- Opening Delimiter -
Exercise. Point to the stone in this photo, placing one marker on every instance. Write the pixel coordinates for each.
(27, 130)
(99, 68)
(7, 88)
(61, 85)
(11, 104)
- Closing Delimiter -
TASK STATEMENT:
Reproduce the data. Keep it exact.

RESPONSE AREA:
Exercise. Point to the stone in this photo, placing one marker on every instance. Write the pixel coordinates for each.
(27, 130)
(99, 68)
(7, 88)
(61, 85)
(11, 104)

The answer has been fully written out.